#### [PROBLEM DETAILS]
Below are the entries; return every line among them that holds the word "grassy".

↓

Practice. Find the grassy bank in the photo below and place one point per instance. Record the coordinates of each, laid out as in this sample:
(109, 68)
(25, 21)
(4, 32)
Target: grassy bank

↑

#### [RESPONSE AREA]
Practice. Find the grassy bank in the photo below and place one point per instance. Record the coordinates of each, laid out as in this sample:
Target: grassy bank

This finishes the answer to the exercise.